> [SELECTED PASSAGE]
###

“Anything for a Buck,” launched in 2011 to take illegal guns off the streets of Escambia County, is among several stings run by the Bureau of Alcohol, Tobacco, Firearms and Explosives that are now under investigation by the Justice Department.
Inspector General Michael Horowitz announced the probe last week into four ATF storefronts around the country, stemming from an article in the Milwaukee Journal-Sentinel written by Raquel Rutledge and John Diedrich.
“We learned through sources about a storefront here in Milwaukee,” said Diedrich. “The way the operation worked here was similar to places. The agents, acting undercover, opened up a storefront with clothing, drug paraphernalia and things of that nature, but what they were interested to do is buy guns and drugs off the street.”
The investigation is also looking at stings in St. Louis and Wichita, Kansas. Undercover ATF agents, along with Escambia County Sheriff’s deputies, ran a storefront operation in the Pensacola area. Seventy-five Escambia and Santa Rosa County residents were arrested and charged with firearms, drug distribution and related offenses as the result of the undercover investigation.
Diedrich says ATF agents hired a known felon, Gary Renaud, to run the storefront in Pensacola which took the form of a pawn shop. The idea was to use Renaud to widen the pool of potential targets, which they hoped would boost arrest numbers.
The operations in Pensacola and Milwaukee did have one common thread, ATF agents overseeing them placed a mentally-challenged man at or near the center of the operation. Jeremy Norris, whose IQ was measured at 76, had no felony record. He was arrested and convicted of weapons charges. Federal Judge Casey Rodgers, citing Norris’ low IQ, sentenced him to probation. Also catching a break, according to the reporting of Diedrich and Raquel Rutledge, was Gary Renaud after the end of the sting.
“He was involved in an incident outside a bar, where he pointed a loaded weapon at somebody,” Diedrich said. “The federal authorities picked up the case, which usually means that you’re going to get a bigger sentence. But instead, the prosecutor that used him in the ‘Anything for a Buck’ operation turned out to be the prosecutor. He (Renaud) ended up getting six months in jail, but that ended up basically house arrest.”
In a written statement, the Escambia County Sheriff’s office says, citing the DOJ press release: “neither the Escambia County Sheriff’s Office nor any other local agency is being investigated by the Department of Justice.”

###

> [INFORMATION SHOWN]

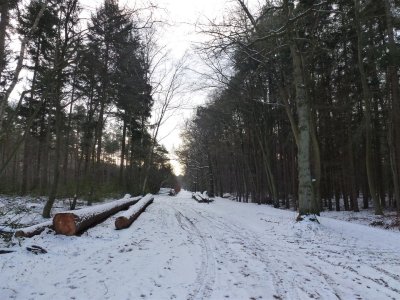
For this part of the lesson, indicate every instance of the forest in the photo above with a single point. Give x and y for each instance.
(80, 124)
(307, 115)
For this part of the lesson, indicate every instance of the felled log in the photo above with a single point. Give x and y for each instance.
(33, 230)
(128, 217)
(76, 221)
(199, 197)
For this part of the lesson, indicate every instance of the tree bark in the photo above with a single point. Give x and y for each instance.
(367, 114)
(77, 221)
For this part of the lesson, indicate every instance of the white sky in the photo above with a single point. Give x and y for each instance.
(178, 37)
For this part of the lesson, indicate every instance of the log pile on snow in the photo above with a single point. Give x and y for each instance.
(199, 197)
(76, 221)
(127, 218)
(33, 230)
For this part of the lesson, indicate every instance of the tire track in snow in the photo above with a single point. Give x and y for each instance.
(252, 247)
(206, 277)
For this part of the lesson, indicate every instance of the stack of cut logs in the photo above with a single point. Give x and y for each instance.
(199, 197)
(74, 222)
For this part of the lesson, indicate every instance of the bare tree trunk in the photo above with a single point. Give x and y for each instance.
(394, 127)
(4, 9)
(122, 158)
(367, 114)
(18, 68)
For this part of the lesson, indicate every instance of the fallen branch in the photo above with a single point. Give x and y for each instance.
(128, 217)
(76, 221)
(33, 230)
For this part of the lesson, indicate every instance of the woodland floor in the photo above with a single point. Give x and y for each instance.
(181, 249)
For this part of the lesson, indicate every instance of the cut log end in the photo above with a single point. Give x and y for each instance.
(65, 223)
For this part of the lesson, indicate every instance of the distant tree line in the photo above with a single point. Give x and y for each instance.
(81, 125)
(309, 116)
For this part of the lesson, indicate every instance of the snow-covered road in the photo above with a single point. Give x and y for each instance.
(181, 249)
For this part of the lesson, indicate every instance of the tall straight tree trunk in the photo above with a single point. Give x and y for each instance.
(56, 166)
(4, 9)
(367, 114)
(394, 128)
(122, 157)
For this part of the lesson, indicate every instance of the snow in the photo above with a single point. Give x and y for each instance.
(181, 249)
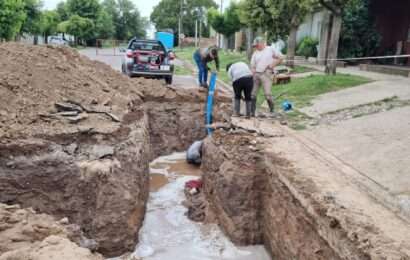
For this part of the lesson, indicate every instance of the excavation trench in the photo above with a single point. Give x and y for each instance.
(78, 147)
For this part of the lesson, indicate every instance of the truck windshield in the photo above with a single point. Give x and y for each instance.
(145, 46)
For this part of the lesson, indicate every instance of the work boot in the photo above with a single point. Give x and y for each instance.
(253, 107)
(271, 106)
(248, 109)
(237, 108)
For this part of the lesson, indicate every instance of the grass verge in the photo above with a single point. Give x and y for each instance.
(301, 91)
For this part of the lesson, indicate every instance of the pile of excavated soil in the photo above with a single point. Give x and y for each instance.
(25, 234)
(76, 138)
(33, 79)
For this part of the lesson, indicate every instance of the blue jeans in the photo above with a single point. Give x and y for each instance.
(202, 70)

###

> [TASK INSTRUCTIONS]
Print the passage of the article on the ATF storefront stings between "Diedrich says ATF" and "of the sting.", inclusive.

> [ANSWER BOX]
Diedrich says ATF agents hired a known felon, Gary Renaud, to run the storefront in Pensacola which took the form of a pawn shop. The idea was to use Renaud to widen the pool of potential targets, which they hoped would boost arrest numbers.
The operations in Pensacola and Milwaukee did have one common thread, ATF agents overseeing them placed a mentally-challenged man at or near the center of the operation. Jeremy Norris, whose IQ was measured at 76, had no felony record. He was arrested and convicted of weapons charges. Federal Judge Casey Rodgers, citing Norris’ low IQ, sentenced him to probation. Also catching a break, according to the reporting of Diedrich and Raquel Rutledge, was Gary Renaud after the end of the sting.